-- START --

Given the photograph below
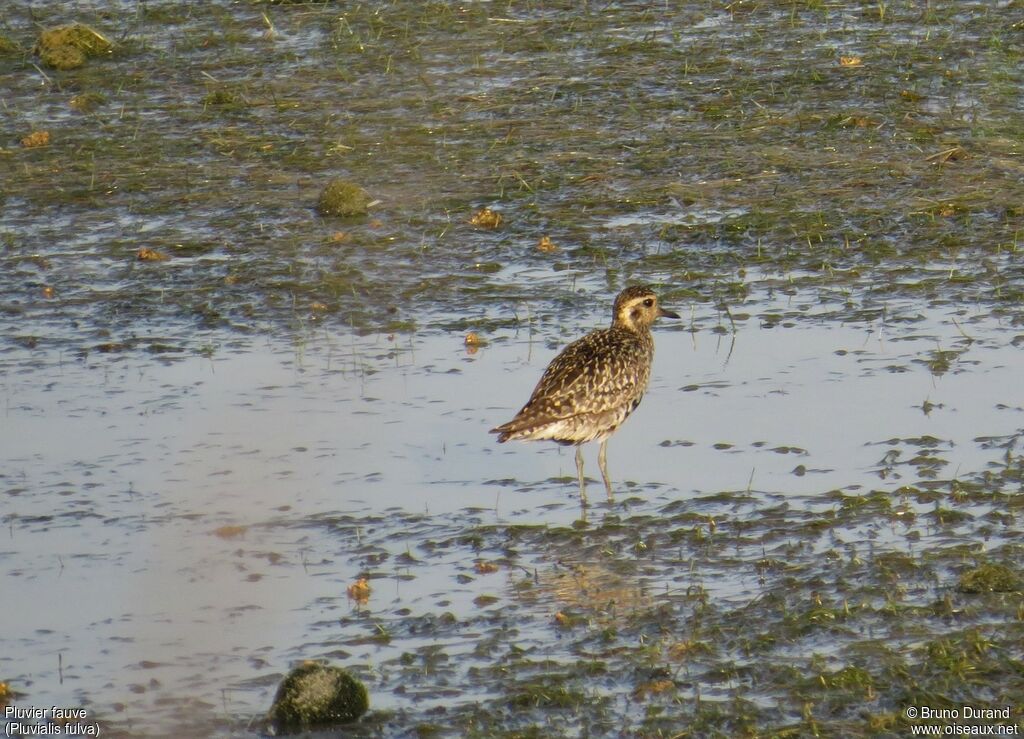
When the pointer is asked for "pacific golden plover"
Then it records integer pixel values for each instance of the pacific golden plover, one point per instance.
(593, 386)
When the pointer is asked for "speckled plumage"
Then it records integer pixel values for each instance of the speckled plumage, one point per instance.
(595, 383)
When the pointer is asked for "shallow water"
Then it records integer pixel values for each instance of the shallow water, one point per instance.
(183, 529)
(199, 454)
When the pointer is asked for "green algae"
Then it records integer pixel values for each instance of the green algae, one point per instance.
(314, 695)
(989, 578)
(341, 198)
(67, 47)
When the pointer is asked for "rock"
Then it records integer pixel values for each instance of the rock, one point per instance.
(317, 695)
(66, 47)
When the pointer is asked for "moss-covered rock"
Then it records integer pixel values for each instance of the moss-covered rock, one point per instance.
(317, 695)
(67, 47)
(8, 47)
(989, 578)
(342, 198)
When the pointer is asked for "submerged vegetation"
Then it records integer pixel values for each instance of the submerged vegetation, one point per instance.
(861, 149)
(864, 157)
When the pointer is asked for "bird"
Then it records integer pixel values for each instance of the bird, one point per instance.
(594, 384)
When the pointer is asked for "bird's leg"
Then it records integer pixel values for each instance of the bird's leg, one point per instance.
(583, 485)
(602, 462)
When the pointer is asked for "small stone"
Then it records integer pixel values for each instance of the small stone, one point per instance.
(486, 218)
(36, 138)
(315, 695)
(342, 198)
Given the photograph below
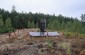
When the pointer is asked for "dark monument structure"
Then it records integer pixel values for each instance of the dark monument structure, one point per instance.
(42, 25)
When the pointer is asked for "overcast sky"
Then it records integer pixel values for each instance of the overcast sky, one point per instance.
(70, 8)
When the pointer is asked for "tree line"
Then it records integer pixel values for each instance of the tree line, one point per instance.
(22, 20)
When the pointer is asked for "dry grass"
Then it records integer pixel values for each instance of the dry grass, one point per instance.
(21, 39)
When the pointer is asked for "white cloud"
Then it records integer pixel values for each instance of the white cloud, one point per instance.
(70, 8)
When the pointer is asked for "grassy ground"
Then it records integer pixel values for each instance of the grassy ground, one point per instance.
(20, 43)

-- END --
-- START --

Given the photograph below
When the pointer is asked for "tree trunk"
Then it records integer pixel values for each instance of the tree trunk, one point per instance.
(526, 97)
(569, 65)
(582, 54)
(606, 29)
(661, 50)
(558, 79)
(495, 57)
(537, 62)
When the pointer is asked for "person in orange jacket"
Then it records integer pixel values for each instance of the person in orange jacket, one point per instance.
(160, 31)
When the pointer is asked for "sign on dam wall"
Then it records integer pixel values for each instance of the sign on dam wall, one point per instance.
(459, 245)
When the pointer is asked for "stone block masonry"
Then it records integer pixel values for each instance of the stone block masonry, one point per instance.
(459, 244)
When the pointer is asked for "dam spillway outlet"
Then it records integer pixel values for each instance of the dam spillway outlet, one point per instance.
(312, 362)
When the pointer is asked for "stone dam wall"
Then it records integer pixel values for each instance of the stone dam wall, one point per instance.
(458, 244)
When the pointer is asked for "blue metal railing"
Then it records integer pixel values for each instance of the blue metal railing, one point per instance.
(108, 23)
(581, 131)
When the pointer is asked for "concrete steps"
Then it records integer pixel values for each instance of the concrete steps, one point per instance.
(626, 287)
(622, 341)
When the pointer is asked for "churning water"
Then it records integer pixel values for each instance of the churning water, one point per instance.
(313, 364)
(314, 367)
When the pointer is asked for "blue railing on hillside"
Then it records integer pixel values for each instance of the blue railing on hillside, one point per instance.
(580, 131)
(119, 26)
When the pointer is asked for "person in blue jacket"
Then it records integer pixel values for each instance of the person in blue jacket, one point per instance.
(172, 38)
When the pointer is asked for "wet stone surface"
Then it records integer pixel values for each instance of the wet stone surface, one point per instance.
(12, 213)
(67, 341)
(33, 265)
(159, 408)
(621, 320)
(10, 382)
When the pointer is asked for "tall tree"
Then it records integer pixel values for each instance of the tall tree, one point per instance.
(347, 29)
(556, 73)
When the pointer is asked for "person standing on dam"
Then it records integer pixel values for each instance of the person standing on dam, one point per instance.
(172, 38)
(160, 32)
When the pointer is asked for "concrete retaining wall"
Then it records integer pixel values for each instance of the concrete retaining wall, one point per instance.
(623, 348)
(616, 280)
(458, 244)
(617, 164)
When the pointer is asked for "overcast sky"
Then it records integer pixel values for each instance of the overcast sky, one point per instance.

-- END --

Stated exercise:
Can you pick out every line above that contains the word "railing" and copy each one?

Solution for this task:
When the pointer is asked for "blue metal railing"
Then it records integer pixel values for each instance of the blue metal railing, one point per instance.
When the pointer is asked for "blue railing on hillside"
Then it records integer pixel values for each instance of the blue railing on hillside, one point per instance.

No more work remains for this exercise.